[Fix] Not skip NVML Check on AMD Platform (#3135)

2025-01-26 13:33:51 +08:00
parent 822bae8c00
commit 66283dbc0c
2 changed files with 6 additions and 3 deletions
--- a/python/sglang/srt/distributed/device_communicators/custom_all_reduce.py
+++ b/python/sglang/srt/distributed/device_communicators/custom_all_reduce.py
@@ -185,9 +185,12 @@ class CustomAllreduce:
        # test nvlink first, this will filter out most of the cases
        # where custom allreduce is not supported
        # this checks hardware and driver support for NVLink
-        assert is_cuda()
+        if is_cuda():
+            assert is_cuda()

-        full_nvlink = is_full_nvlink(physical_device_ids)
+            full_nvlink = is_full_nvlink(physical_device_ids)
+        else:
+            full_nvlink = False
        if world_size > 2 and not full_nvlink:
            logger.warning(
                "Custom allreduce is disabled because it's not supported on"
--- a/python/sglang/srt/utils.py
+++ b/python/sglang/srt/utils.py
@@ -73,7 +73,7 @@ def is_hip() -> bool:


 def is_cuda():
-    return hasattr(torch, "cuda") and torch.cuda.is_available()
+    return hasattr(torch, "cuda") and torch.version.cuda is not None


 def is_cuda_alike():

_____

— Problem to work on —
In the commit page above, what value does full_nvlink receive when is_cuda() is false?

_____

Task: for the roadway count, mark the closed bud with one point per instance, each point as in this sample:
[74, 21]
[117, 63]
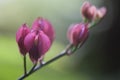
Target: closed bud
[77, 33]
[37, 44]
[20, 36]
[101, 13]
[44, 25]
[88, 11]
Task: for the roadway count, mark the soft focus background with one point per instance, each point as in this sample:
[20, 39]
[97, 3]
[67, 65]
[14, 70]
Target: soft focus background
[98, 59]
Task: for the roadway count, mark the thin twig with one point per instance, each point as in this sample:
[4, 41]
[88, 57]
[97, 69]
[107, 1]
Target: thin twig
[25, 69]
[46, 63]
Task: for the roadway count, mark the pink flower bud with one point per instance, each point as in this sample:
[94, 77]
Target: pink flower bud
[45, 26]
[88, 11]
[101, 13]
[20, 36]
[37, 44]
[77, 33]
[84, 9]
[91, 13]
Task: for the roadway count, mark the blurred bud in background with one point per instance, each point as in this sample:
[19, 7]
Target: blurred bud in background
[99, 57]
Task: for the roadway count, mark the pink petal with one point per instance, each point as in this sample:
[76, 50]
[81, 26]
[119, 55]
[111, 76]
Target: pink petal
[44, 44]
[29, 40]
[45, 26]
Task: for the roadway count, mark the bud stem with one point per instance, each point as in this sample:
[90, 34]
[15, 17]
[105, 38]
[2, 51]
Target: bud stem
[25, 69]
[37, 67]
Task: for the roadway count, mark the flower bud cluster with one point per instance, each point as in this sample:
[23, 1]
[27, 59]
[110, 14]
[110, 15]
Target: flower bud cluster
[37, 40]
[78, 33]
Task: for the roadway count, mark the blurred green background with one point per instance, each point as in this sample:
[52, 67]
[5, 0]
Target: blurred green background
[88, 63]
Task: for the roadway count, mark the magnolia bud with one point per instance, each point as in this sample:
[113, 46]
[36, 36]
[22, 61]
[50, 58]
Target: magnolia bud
[44, 25]
[20, 36]
[37, 44]
[77, 33]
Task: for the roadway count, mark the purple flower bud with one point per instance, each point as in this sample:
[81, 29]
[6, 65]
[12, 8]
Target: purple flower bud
[20, 36]
[77, 33]
[101, 13]
[88, 11]
[45, 26]
[37, 44]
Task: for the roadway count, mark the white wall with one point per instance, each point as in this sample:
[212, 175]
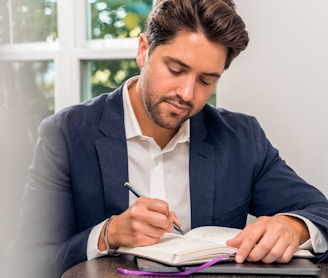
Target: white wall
[282, 79]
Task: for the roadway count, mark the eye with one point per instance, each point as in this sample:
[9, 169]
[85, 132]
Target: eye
[175, 71]
[207, 81]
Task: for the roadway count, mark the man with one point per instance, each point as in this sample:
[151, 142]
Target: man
[198, 165]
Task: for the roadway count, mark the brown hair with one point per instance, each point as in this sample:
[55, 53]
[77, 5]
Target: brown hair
[216, 19]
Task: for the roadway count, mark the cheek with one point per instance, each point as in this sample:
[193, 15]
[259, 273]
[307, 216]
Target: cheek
[201, 97]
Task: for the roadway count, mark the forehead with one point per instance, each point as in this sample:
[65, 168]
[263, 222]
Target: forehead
[194, 50]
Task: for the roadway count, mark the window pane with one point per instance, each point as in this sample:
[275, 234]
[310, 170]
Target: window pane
[117, 18]
[103, 76]
[33, 21]
[26, 97]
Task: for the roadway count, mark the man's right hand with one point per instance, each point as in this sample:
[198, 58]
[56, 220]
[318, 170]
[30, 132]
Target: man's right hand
[143, 223]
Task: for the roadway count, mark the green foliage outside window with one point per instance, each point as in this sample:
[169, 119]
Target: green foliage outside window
[117, 18]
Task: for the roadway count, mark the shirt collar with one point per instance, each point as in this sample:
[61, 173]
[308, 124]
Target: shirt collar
[132, 127]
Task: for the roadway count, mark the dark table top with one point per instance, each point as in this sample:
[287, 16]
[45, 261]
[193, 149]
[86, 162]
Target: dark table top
[107, 267]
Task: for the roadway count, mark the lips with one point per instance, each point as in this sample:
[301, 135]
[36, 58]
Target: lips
[177, 108]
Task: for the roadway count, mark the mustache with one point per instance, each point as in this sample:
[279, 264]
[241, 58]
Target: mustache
[177, 99]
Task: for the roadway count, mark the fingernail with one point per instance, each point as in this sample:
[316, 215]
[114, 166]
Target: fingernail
[239, 259]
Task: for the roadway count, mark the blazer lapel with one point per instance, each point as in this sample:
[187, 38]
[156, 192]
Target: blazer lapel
[112, 153]
[201, 174]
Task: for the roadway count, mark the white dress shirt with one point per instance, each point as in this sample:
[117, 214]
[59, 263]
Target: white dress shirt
[164, 174]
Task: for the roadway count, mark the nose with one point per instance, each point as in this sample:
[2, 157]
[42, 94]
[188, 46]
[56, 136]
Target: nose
[186, 88]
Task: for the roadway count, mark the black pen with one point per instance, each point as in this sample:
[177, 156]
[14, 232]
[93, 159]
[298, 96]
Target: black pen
[138, 194]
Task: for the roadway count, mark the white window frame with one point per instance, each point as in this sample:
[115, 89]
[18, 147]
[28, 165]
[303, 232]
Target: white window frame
[69, 51]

_____

— Task response —
False